Extracted entries.
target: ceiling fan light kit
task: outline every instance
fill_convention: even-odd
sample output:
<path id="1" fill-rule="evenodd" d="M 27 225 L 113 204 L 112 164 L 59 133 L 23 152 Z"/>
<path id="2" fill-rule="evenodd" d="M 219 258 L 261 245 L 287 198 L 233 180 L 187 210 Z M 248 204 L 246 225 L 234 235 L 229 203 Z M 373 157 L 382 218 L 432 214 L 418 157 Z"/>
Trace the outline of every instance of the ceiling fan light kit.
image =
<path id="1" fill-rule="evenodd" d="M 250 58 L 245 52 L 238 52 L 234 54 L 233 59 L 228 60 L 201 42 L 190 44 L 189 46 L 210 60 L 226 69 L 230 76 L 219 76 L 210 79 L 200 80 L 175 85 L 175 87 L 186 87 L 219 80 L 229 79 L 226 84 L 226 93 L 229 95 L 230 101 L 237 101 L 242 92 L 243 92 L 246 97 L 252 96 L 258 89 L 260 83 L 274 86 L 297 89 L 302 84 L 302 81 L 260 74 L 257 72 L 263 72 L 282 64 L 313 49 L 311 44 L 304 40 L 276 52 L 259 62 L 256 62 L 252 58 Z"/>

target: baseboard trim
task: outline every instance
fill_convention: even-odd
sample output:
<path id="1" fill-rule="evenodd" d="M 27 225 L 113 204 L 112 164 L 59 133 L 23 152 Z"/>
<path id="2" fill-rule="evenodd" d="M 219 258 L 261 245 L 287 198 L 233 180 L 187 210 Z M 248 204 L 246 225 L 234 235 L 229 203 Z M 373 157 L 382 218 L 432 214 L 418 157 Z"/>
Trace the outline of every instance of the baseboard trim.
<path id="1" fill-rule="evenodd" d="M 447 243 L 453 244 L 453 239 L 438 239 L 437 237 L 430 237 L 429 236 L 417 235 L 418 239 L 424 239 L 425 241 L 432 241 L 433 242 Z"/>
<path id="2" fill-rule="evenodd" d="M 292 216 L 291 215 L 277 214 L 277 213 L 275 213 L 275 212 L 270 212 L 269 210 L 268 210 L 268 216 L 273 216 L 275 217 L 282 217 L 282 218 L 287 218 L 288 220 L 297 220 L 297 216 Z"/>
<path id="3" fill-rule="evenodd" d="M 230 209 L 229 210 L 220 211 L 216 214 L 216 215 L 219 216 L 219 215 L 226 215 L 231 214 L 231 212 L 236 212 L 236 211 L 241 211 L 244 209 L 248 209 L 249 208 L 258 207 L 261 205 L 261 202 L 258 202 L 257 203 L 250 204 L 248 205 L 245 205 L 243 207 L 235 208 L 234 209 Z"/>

Set problem. Quote the items word for word, from the line containing "target: baseboard trim" through the end of the items.

Solution to the problem.
target: baseboard trim
task: outline every instance
fill_convention: even-odd
sample output:
<path id="1" fill-rule="evenodd" d="M 27 225 L 113 204 L 112 164 L 59 133 L 23 152 Z"/>
<path id="2" fill-rule="evenodd" d="M 219 258 L 261 245 L 287 198 L 233 180 L 187 210 Z M 248 204 L 246 225 L 234 235 L 229 203 Z M 373 157 L 382 218 L 432 214 L 418 157 Z"/>
Trace the outline of every instance of the baseboard trim.
<path id="1" fill-rule="evenodd" d="M 447 243 L 453 244 L 453 239 L 438 239 L 437 237 L 430 237 L 429 236 L 417 235 L 418 239 L 424 239 L 425 241 L 432 241 L 433 242 Z"/>
<path id="2" fill-rule="evenodd" d="M 292 216 L 291 215 L 277 214 L 277 213 L 275 213 L 275 212 L 270 212 L 269 210 L 268 210 L 268 216 L 273 216 L 275 217 L 282 217 L 282 218 L 287 218 L 288 220 L 297 220 L 297 216 Z"/>
<path id="3" fill-rule="evenodd" d="M 230 209 L 229 210 L 220 211 L 216 214 L 216 215 L 219 216 L 219 215 L 226 215 L 231 214 L 231 212 L 236 212 L 236 211 L 241 211 L 244 209 L 248 209 L 249 208 L 258 207 L 261 205 L 261 202 L 258 202 L 257 203 L 250 204 L 248 205 L 245 205 L 243 207 L 235 208 L 234 209 Z"/>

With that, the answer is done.